- _作業一覧_:
1. 音声翻訳手帳の記事では、文章の語り手兼編者はどういう人物として紹介されているか。
2. 音声翻訳手帳の記事の最後の文に続けて、その先を書き進めてほしい。

- _本文_:
============================================================

海外旅行で大活躍の音声翻訳手帳


会話本といいつつ手のひらサイズのガジェットだ

 海外旅行時に活躍する会話本のたぐいは、本も電子辞書などのガジェット類も、どちらも長所がある。本だったらパラパラとめくり、ページ全体をささっと見渡すこともできるし、現地の外国人に尋ねたその場で本にメモをすることもできる(そして書き殴りのメモすらも思い出となる)。一方で、電子辞書などのガジェットは、コンパクトながら分厚い辞書数冊分のコンテンツを持ち、最近では電子辞書以外の機能も豊富で、暇つぶしにもいい。ただ、電子辞書の場合は、地元の人に尋ねようとするたびに、キーを何回か押し、目的の単語や文章を検索する必要がある。

 今回紹介するエムケー電子の「おしゃべり紀行」は、基本は旅行で使う会話本でありながら、各センテンスの音声を発してくれるというモノ。しかも会話本の部分も凝っていて、「基本」「ショッピング」「ホテル・観光」などトピックスが書かれたスライド式つまみがあり、このつまみを動かして見たいページを指定し、本を開けるボタンを押すと、本を閉じるストッパーが外れ、本の該当ページが開く。ちなみに文章の語り手兼編者は、高校まで中国在住だった日本人で、NHK国際局で中国語番組に携わる、いわば中国語のプロだ。

============================================================

領域アノテーション項目:
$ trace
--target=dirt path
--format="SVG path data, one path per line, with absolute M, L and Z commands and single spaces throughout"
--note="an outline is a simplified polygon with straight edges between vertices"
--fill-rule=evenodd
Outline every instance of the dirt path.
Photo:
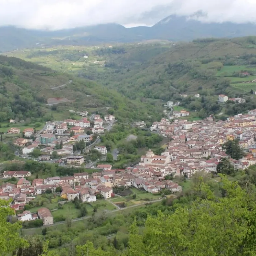
M 61 87 L 63 87 L 65 85 L 66 85 L 68 84 L 71 84 L 71 83 L 72 83 L 72 80 L 70 80 L 69 81 L 68 83 L 67 83 L 66 84 L 62 84 L 61 85 L 59 85 L 58 86 L 55 86 L 54 87 L 52 87 L 51 89 L 52 90 L 57 90 L 59 88 L 60 88 Z
M 113 212 L 115 212 L 117 211 L 123 211 L 126 209 L 130 209 L 130 208 L 133 208 L 135 207 L 138 207 L 138 206 L 140 206 L 143 205 L 145 205 L 146 204 L 151 204 L 154 203 L 156 203 L 157 202 L 160 202 L 160 201 L 162 201 L 163 198 L 161 199 L 158 199 L 156 200 L 153 200 L 152 201 L 147 201 L 146 202 L 144 202 L 143 203 L 138 204 L 137 205 L 131 205 L 130 206 L 128 206 L 128 207 L 126 207 L 124 208 L 121 208 L 117 209 L 116 210 L 113 210 L 112 211 L 109 211 L 106 212 L 106 214 L 112 214 Z M 107 201 L 108 201 L 107 200 Z M 109 201 L 108 201 L 109 202 Z M 115 205 L 116 207 L 117 207 L 116 205 Z M 72 220 L 72 222 L 75 222 L 75 221 L 78 221 L 79 220 L 85 220 L 87 219 L 89 219 L 89 218 L 91 217 L 91 216 L 86 216 L 84 217 L 82 217 L 81 218 L 78 218 L 76 219 L 74 219 Z M 61 225 L 61 224 L 64 224 L 66 223 L 65 221 L 60 221 L 58 222 L 57 223 L 55 223 L 54 224 L 52 224 L 51 225 L 45 225 L 44 226 L 42 226 L 43 228 L 47 228 L 48 227 L 52 227 L 52 226 L 57 226 L 58 225 Z M 37 229 L 38 228 L 32 228 L 31 229 L 26 229 L 26 230 L 29 230 L 31 229 Z

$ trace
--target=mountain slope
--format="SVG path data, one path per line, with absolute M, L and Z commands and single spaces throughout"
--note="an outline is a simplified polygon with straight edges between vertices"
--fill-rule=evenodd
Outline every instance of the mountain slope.
M 53 100 L 64 103 L 53 108 L 47 105 Z M 95 82 L 0 56 L 0 122 L 14 118 L 47 120 L 52 109 L 96 111 L 106 107 L 111 108 L 120 121 L 146 120 L 149 115 L 154 119 L 157 115 L 156 108 L 129 100 Z
M 56 31 L 0 27 L 0 51 L 53 45 L 92 45 L 153 39 L 188 41 L 206 37 L 256 35 L 256 25 L 231 22 L 203 23 L 194 17 L 169 16 L 151 27 L 126 28 L 115 24 L 100 24 Z

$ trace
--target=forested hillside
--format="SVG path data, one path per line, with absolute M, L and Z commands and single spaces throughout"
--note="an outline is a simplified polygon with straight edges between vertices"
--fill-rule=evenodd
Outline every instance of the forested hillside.
M 152 42 L 101 48 L 55 48 L 8 55 L 78 74 L 152 105 L 180 101 L 181 106 L 204 118 L 256 108 L 256 37 L 248 37 L 174 45 Z M 184 93 L 188 97 L 179 95 Z M 195 94 L 200 97 L 194 97 Z M 246 102 L 220 105 L 217 102 L 220 94 L 243 97 Z
M 157 112 L 152 106 L 128 100 L 95 82 L 0 56 L 0 122 L 38 118 L 46 121 L 50 110 L 61 110 L 65 106 L 81 110 L 107 107 L 124 120 L 146 119 Z
M 33 229 L 27 231 L 30 235 L 24 236 L 23 229 L 19 236 L 20 223 L 6 221 L 13 210 L 1 207 L 1 255 L 254 255 L 255 172 L 255 167 L 238 172 L 228 177 L 237 181 L 233 182 L 195 175 L 176 198 L 131 212 L 95 214 L 76 223 Z M 0 206 L 8 205 L 0 200 Z

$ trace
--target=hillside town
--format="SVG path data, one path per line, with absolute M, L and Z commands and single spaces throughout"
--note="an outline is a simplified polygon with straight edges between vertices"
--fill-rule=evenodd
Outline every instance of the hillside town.
M 60 156 L 66 155 L 62 159 L 65 164 L 80 166 L 84 163 L 84 157 L 73 155 L 70 143 L 82 140 L 90 143 L 95 134 L 93 129 L 104 130 L 103 124 L 112 123 L 114 117 L 105 116 L 103 121 L 99 115 L 94 115 L 93 120 L 93 127 L 90 127 L 89 121 L 84 117 L 80 120 L 68 119 L 61 123 L 47 123 L 39 139 L 30 146 L 23 147 L 23 152 L 26 155 L 34 150 L 32 149 L 43 145 L 41 151 L 44 155 L 41 156 L 50 157 L 55 151 Z M 142 122 L 137 123 L 134 125 L 144 125 Z M 92 134 L 84 133 L 85 127 L 92 131 Z M 192 122 L 162 118 L 160 122 L 154 123 L 150 129 L 170 139 L 164 145 L 164 151 L 161 155 L 155 155 L 149 149 L 137 164 L 124 170 L 113 169 L 110 164 L 99 164 L 97 169 L 92 169 L 90 174 L 77 172 L 70 176 L 33 180 L 29 179 L 32 174 L 30 171 L 7 171 L 3 173 L 4 179 L 19 180 L 16 184 L 7 183 L 2 185 L 0 199 L 11 199 L 11 207 L 20 211 L 24 210 L 26 204 L 37 196 L 57 191 L 60 192 L 63 201 L 73 201 L 77 198 L 81 202 L 88 203 L 96 201 L 99 195 L 108 200 L 115 196 L 113 189 L 121 187 L 134 187 L 152 194 L 161 193 L 166 190 L 175 193 L 181 191 L 182 188 L 178 183 L 173 181 L 174 178 L 184 176 L 190 179 L 199 172 L 216 173 L 217 166 L 223 158 L 228 159 L 230 164 L 237 170 L 245 170 L 256 164 L 256 109 L 246 114 L 230 117 L 226 121 L 216 121 L 211 115 L 204 120 Z M 71 131 L 73 135 L 70 136 Z M 33 131 L 28 129 L 24 132 L 26 137 Z M 225 142 L 236 139 L 245 153 L 239 159 L 231 158 L 222 149 Z M 17 139 L 17 145 L 24 146 L 25 142 L 23 140 L 29 139 Z M 62 148 L 56 150 L 56 144 L 60 143 L 63 145 Z M 103 155 L 107 153 L 105 146 L 94 145 L 94 147 Z M 17 217 L 22 221 L 39 218 L 43 220 L 44 225 L 53 223 L 50 211 L 45 207 L 39 209 L 37 212 L 24 210 Z
M 85 150 L 93 148 L 103 155 L 106 155 L 106 147 L 96 144 L 99 135 L 104 133 L 105 131 L 109 130 L 115 121 L 114 116 L 112 115 L 105 115 L 103 119 L 99 115 L 95 114 L 90 122 L 85 117 L 88 114 L 87 111 L 80 113 L 82 115 L 80 120 L 68 119 L 63 121 L 47 122 L 38 132 L 33 128 L 28 128 L 21 133 L 20 129 L 12 127 L 8 133 L 22 134 L 22 137 L 14 142 L 15 145 L 21 148 L 22 157 L 26 157 L 40 147 L 41 153 L 39 160 L 50 160 L 55 151 L 58 156 L 65 158 L 65 163 L 79 166 L 84 163 L 83 158 L 74 156 L 76 152 L 74 152 L 73 146 L 75 143 L 83 141 L 86 146 Z M 10 120 L 11 123 L 14 121 Z M 61 145 L 61 148 L 58 148 L 59 145 Z

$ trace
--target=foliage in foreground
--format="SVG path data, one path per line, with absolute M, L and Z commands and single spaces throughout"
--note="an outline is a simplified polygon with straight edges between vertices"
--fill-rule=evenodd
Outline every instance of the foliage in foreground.
M 255 195 L 249 189 L 242 189 L 236 182 L 229 181 L 225 178 L 222 177 L 222 179 L 223 186 L 220 197 L 215 195 L 201 179 L 195 188 L 201 195 L 200 199 L 194 202 L 191 208 L 180 207 L 172 214 L 159 211 L 156 217 L 148 216 L 142 233 L 135 221 L 130 229 L 128 246 L 126 249 L 120 251 L 112 247 L 109 247 L 106 251 L 100 247 L 95 248 L 92 242 L 87 241 L 86 244 L 77 246 L 73 255 L 255 255 Z M 1 203 L 3 205 L 4 203 Z M 40 239 L 27 238 L 28 243 L 19 237 L 17 233 L 20 228 L 19 224 L 5 222 L 7 215 L 10 214 L 10 211 L 11 210 L 9 207 L 1 209 L 1 252 L 8 255 L 6 253 L 10 252 L 10 248 L 12 251 L 19 249 L 15 251 L 22 252 L 19 255 L 22 256 L 59 255 L 58 251 L 47 252 L 47 246 Z M 6 234 L 8 234 L 7 236 Z M 11 237 L 14 239 L 10 239 Z M 34 242 L 38 246 L 35 247 Z M 23 249 L 21 251 L 21 248 Z M 35 252 L 39 250 L 39 253 L 41 254 L 35 254 Z M 28 251 L 30 254 L 28 254 Z M 42 254 L 42 252 L 44 252 Z

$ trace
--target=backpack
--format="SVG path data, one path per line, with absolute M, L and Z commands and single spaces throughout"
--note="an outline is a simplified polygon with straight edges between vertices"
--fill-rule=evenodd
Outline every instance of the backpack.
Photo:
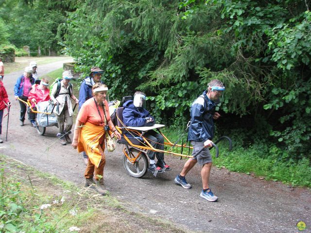
M 59 95 L 59 92 L 60 91 L 60 81 L 61 81 L 63 79 L 62 78 L 57 78 L 55 80 L 55 81 L 54 81 L 52 84 L 51 84 L 51 85 L 50 86 L 50 95 L 51 96 L 51 94 L 52 92 L 52 90 L 53 89 L 53 86 L 54 86 L 54 85 L 55 84 L 55 83 L 57 83 L 57 88 L 56 89 L 56 93 L 55 94 L 55 95 L 54 95 L 54 98 L 56 98 L 57 97 L 58 97 Z M 69 93 L 62 93 L 61 94 L 61 95 L 66 95 L 67 94 L 69 94 L 69 96 L 71 96 L 71 93 L 72 93 L 72 84 L 71 83 L 69 83 Z

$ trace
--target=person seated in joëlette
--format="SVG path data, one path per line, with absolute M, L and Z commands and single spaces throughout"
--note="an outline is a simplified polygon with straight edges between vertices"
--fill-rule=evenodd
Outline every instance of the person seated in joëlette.
M 35 103 L 42 101 L 49 101 L 50 100 L 50 90 L 48 88 L 49 80 L 42 78 L 40 84 L 34 84 L 32 89 L 29 92 L 28 100 L 31 102 L 31 107 L 34 110 L 36 110 Z M 30 122 L 34 127 L 36 127 L 35 114 L 33 112 L 29 113 Z
M 151 126 L 156 123 L 154 117 L 144 108 L 145 103 L 145 93 L 137 91 L 134 94 L 134 100 L 127 100 L 123 104 L 124 108 L 122 113 L 123 121 L 125 126 L 136 127 Z M 149 130 L 144 134 L 144 136 L 154 148 L 164 150 L 164 139 L 160 133 Z M 164 152 L 149 150 L 147 154 L 150 159 L 150 165 L 148 168 L 149 171 L 153 173 L 157 171 L 158 173 L 160 173 L 172 170 L 164 162 Z M 156 156 L 157 159 L 156 164 L 155 161 Z

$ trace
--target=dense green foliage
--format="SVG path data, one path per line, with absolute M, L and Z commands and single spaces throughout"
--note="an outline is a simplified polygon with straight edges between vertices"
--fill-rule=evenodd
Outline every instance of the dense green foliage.
M 310 158 L 309 3 L 86 0 L 62 25 L 64 45 L 80 70 L 105 69 L 113 97 L 146 92 L 163 122 L 187 122 L 191 102 L 219 79 L 220 132 L 243 128 L 241 146 L 272 141 Z
M 174 143 L 179 137 L 183 129 L 172 127 L 162 130 Z M 230 171 L 243 172 L 265 180 L 280 181 L 291 186 L 305 186 L 311 187 L 311 163 L 303 158 L 295 161 L 290 158 L 289 153 L 278 148 L 273 143 L 253 143 L 247 147 L 241 147 L 248 136 L 241 131 L 232 132 L 232 150 L 229 150 L 229 143 L 222 140 L 217 143 L 219 156 L 215 157 L 215 150 L 210 150 L 213 156 L 213 164 L 219 168 L 226 167 Z M 182 143 L 182 140 L 179 141 Z M 186 136 L 183 143 L 186 142 Z M 167 150 L 170 147 L 167 147 Z M 179 148 L 173 149 L 174 152 L 181 153 Z M 191 154 L 191 150 L 184 150 L 184 155 Z
M 191 102 L 218 79 L 226 91 L 218 135 L 262 156 L 275 156 L 273 145 L 279 159 L 311 158 L 310 0 L 1 4 L 0 29 L 14 35 L 4 40 L 64 48 L 85 75 L 102 67 L 110 99 L 142 90 L 157 121 L 183 128 Z

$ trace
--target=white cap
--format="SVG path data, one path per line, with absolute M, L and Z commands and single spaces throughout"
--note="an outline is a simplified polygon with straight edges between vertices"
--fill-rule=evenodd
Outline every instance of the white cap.
M 25 68 L 25 72 L 27 72 L 27 73 L 31 73 L 32 74 L 34 71 L 33 71 L 33 68 L 30 67 L 26 67 Z
M 35 62 L 31 62 L 29 63 L 29 66 L 32 68 L 33 67 L 37 67 L 37 63 Z
M 71 79 L 72 78 L 72 75 L 70 70 L 65 70 L 63 72 L 63 78 L 65 79 Z

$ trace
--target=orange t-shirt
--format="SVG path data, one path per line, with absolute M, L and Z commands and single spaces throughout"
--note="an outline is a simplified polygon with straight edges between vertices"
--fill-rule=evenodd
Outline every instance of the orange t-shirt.
M 108 102 L 107 100 L 105 100 L 104 103 L 105 108 L 106 109 L 106 116 L 108 119 L 105 119 L 106 117 L 102 106 L 98 105 L 97 106 L 102 116 L 102 118 L 101 118 L 97 108 L 96 108 L 95 102 L 94 101 L 94 98 L 90 98 L 82 104 L 81 108 L 79 111 L 77 119 L 82 123 L 88 122 L 96 125 L 104 125 L 103 124 L 103 121 L 104 122 L 104 124 L 105 125 L 107 124 L 107 121 L 109 121 L 110 119 L 110 115 L 109 114 Z

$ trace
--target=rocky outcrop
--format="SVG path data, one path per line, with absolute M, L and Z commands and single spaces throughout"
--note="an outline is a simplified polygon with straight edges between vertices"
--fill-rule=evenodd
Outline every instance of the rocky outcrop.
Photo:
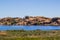
M 0 25 L 53 25 L 60 26 L 60 18 L 47 18 L 42 16 L 25 16 L 24 18 L 0 18 Z

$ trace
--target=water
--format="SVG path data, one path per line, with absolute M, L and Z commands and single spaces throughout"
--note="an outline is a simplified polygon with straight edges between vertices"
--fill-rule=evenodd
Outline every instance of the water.
M 0 26 L 0 30 L 60 30 L 60 26 Z

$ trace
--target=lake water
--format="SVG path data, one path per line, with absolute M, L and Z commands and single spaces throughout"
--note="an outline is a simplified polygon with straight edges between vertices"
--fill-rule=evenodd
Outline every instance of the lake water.
M 60 30 L 60 26 L 0 26 L 0 30 Z

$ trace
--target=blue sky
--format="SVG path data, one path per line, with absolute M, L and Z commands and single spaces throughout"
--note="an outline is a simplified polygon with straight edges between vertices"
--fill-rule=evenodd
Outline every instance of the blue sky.
M 60 17 L 60 0 L 0 0 L 0 17 Z

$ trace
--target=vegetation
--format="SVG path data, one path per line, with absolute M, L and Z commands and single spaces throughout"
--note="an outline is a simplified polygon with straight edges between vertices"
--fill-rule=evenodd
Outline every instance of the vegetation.
M 60 18 L 47 18 L 41 16 L 25 16 L 24 18 L 1 18 L 0 25 L 53 25 L 59 26 L 60 25 Z
M 60 40 L 60 30 L 7 30 L 0 31 L 0 40 Z

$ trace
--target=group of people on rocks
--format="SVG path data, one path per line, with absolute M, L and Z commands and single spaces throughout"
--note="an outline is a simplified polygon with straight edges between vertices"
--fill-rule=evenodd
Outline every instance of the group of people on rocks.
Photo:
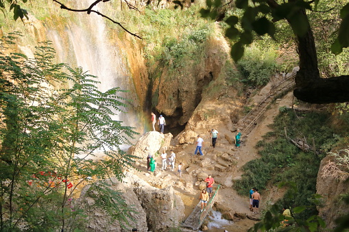
M 166 153 L 166 150 L 163 150 L 163 153 L 160 155 L 162 160 L 161 170 L 165 170 L 166 169 L 171 169 L 171 170 L 173 170 L 175 168 L 175 162 L 176 162 L 176 153 L 173 152 L 173 150 L 171 150 L 171 155 L 169 157 L 167 158 L 167 153 Z M 183 163 L 180 163 L 178 167 L 178 172 L 179 173 L 180 177 L 182 177 L 182 167 L 183 166 Z M 154 158 L 153 155 L 151 153 L 148 154 L 147 157 L 147 170 L 154 172 L 156 168 L 156 161 Z
M 218 138 L 219 132 L 215 129 L 212 129 L 210 131 L 210 138 L 211 139 L 212 142 L 212 146 L 215 148 L 216 146 L 216 142 Z M 237 133 L 235 134 L 235 148 L 238 149 L 240 147 L 240 144 L 241 144 L 241 133 L 240 132 L 240 130 L 238 129 L 237 129 Z M 197 140 L 196 140 L 196 149 L 195 151 L 194 152 L 194 155 L 197 154 L 197 151 L 199 151 L 199 153 L 200 155 L 204 155 L 202 153 L 202 148 L 204 146 L 204 140 L 202 138 L 201 138 L 200 136 L 197 136 Z
M 154 114 L 153 112 L 152 112 L 151 114 L 152 114 L 152 126 L 153 126 L 153 131 L 156 131 L 155 125 L 156 124 L 156 116 L 155 114 Z M 165 118 L 163 116 L 163 115 L 160 115 L 160 116 L 158 119 L 158 125 L 160 127 L 160 133 L 162 134 L 163 134 L 165 126 L 166 125 L 166 121 L 165 120 Z M 216 143 L 217 143 L 217 140 L 219 138 L 219 133 L 215 129 L 213 128 L 210 131 L 210 138 L 211 139 L 212 146 L 213 148 L 216 147 Z M 241 133 L 239 129 L 238 129 L 237 130 L 237 133 L 234 136 L 235 148 L 237 148 L 237 149 L 240 147 L 241 138 Z M 194 152 L 194 155 L 197 155 L 197 152 L 198 152 L 200 155 L 204 155 L 202 151 L 202 146 L 204 146 L 204 139 L 200 135 L 198 135 L 197 140 L 196 141 L 196 148 L 195 148 L 195 151 Z M 174 170 L 176 154 L 174 153 L 173 150 L 171 150 L 170 151 L 171 151 L 171 155 L 169 157 L 167 157 L 167 154 L 166 153 L 165 150 L 163 150 L 163 153 L 160 155 L 160 157 L 161 157 L 161 160 L 162 160 L 161 170 L 171 169 L 171 170 L 173 171 Z M 147 166 L 148 171 L 151 171 L 152 172 L 154 172 L 155 168 L 156 168 L 156 162 L 155 162 L 155 159 L 150 153 L 148 155 L 148 157 L 147 157 Z M 182 177 L 182 166 L 183 166 L 182 163 L 180 163 L 178 166 L 178 172 L 180 177 Z M 204 180 L 204 181 L 206 183 L 206 188 L 202 190 L 202 191 L 200 193 L 200 197 L 199 197 L 199 198 L 200 200 L 200 203 L 201 203 L 201 211 L 204 211 L 204 209 L 206 207 L 206 204 L 207 204 L 209 198 L 212 197 L 213 187 L 213 185 L 215 183 L 215 180 L 212 177 L 211 175 L 209 175 L 208 177 L 207 177 Z M 252 199 L 250 201 L 250 202 L 251 202 L 250 203 L 250 204 L 251 204 L 250 209 L 251 209 L 251 211 L 252 211 L 252 204 L 254 202 L 253 201 L 254 201 L 254 199 L 253 199 L 252 196 L 256 193 L 253 197 L 256 197 L 256 201 L 258 201 L 258 202 L 254 201 L 255 204 L 253 205 L 254 205 L 255 208 L 256 209 L 256 213 L 255 213 L 255 214 L 256 214 L 256 211 L 257 211 L 258 207 L 258 203 L 260 201 L 260 195 L 254 188 L 254 192 L 252 193 L 251 193 L 250 196 L 250 198 Z M 258 197 L 256 196 L 257 194 L 258 194 Z

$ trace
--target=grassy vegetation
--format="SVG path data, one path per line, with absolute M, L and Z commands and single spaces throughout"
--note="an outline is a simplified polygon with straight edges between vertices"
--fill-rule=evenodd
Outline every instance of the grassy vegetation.
M 311 200 L 316 192 L 316 178 L 321 159 L 337 139 L 333 136 L 330 115 L 325 113 L 299 113 L 283 109 L 271 126 L 274 131 L 268 133 L 257 143 L 261 159 L 248 162 L 243 170 L 242 179 L 235 181 L 234 188 L 240 194 L 246 194 L 252 187 L 263 190 L 269 185 L 293 181 L 298 191 L 293 197 L 280 201 L 291 207 L 313 205 Z M 306 138 L 308 144 L 322 149 L 320 155 L 305 152 L 286 138 L 285 131 L 291 138 Z M 287 194 L 287 195 L 288 195 Z M 300 217 L 316 214 L 316 209 L 300 214 Z

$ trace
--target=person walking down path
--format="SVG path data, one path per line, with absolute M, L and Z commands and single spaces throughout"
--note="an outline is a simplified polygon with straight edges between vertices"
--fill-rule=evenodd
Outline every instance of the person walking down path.
M 212 178 L 212 175 L 209 175 L 208 177 L 205 179 L 206 182 L 206 190 L 210 194 L 210 198 L 212 197 L 212 190 L 213 188 L 213 184 L 215 183 L 215 179 Z
M 201 211 L 203 211 L 204 208 L 207 205 L 207 201 L 208 201 L 208 193 L 205 190 L 202 190 L 199 199 L 201 203 Z
M 150 171 L 152 172 L 154 172 L 155 170 L 155 159 L 152 157 L 152 158 L 150 158 Z
M 200 136 L 197 136 L 197 141 L 196 141 L 196 149 L 194 155 L 197 154 L 197 151 L 199 151 L 200 155 L 204 155 L 204 154 L 202 154 L 202 151 L 201 151 L 202 146 L 204 146 L 204 140 L 200 137 Z
M 166 125 L 166 121 L 163 115 L 160 115 L 158 121 L 158 125 L 160 125 L 160 132 L 164 133 L 165 126 Z
M 254 189 L 254 192 L 252 196 L 252 207 L 253 207 L 253 213 L 258 214 L 259 210 L 259 202 L 261 201 L 261 195 L 258 192 L 258 190 Z
M 178 172 L 180 174 L 180 177 L 182 177 L 182 167 L 183 166 L 183 163 L 180 163 L 178 164 Z
M 252 194 L 254 192 L 255 188 L 252 188 L 250 190 L 250 211 L 253 211 L 252 209 Z
M 147 157 L 147 170 L 150 170 L 150 159 L 152 159 L 152 155 L 150 153 L 148 154 L 148 156 Z
M 212 146 L 215 148 L 216 146 L 217 139 L 218 138 L 218 131 L 214 129 L 212 129 L 210 137 L 212 138 Z
M 155 123 L 156 123 L 156 116 L 153 112 L 152 112 L 152 123 L 153 124 L 153 131 L 156 131 Z
M 237 130 L 237 133 L 235 134 L 235 147 L 238 149 L 240 147 L 241 141 L 241 133 L 240 133 L 240 130 L 238 129 Z
M 171 170 L 173 170 L 174 169 L 174 164 L 176 161 L 176 154 L 173 152 L 173 150 L 171 150 L 171 156 L 169 157 L 169 165 L 171 165 Z
M 161 153 L 161 159 L 163 161 L 163 166 L 161 167 L 161 170 L 166 170 L 166 168 L 167 166 L 167 154 L 166 153 L 165 150 L 163 152 L 163 153 Z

============================================================

- _以下が解答_:
1. 高校まで中国に住んでいた日本人で、NHK国際局で中国語番組に携わっている人物。

2.
気になる会話をボタンを押して開くと、本の該当ページが開く

 中国に滞在していることが多い筆者は、筆者に会いに来る友人知人に、この製品を勧めている。アメリカでは、多少つたない英語を話しても、「ワールドスタンダートな言語で、いろんな国の人間がいるから下手な人も当然いる」といったスタンスで耳を傾けてくれるが、中国ではそうはいかないのである。ロシア人っぽい人からタイ人っぽい人、アラブ人っぽい人まで、様々な顔の人がいる中国では、「日本人顔」が一生懸命つたない中国語で何かを尋ねても、「北京語が下手な中国人」と勘違いされる可能性が高く、「標準語も話せない田舎モノ」としてけんもほろろに対処される可能性がある。しかも中国語は発音(声調)が重要で、少しでもミスをしたら意味が伝わらず、結局本を見せて文字ベースの会話となってしまう。つまり、こういったアイテムは、特に中国語版は、是非携えて欲しいということだ。

 本製品は、日本でも珍しい一品だけに、これを使って外国人と会話をしようとしたら、外国人がこのガジェットのほうにばかり興味を持ってしまう可能性もあるが、それもまた、ひとつの出会いのきっかけとなるのではないだろうか。

 

製品名製造元購入価格購入場所
おしゃべり紀行エムケー電子8190円トコー

 

(山谷 剛史)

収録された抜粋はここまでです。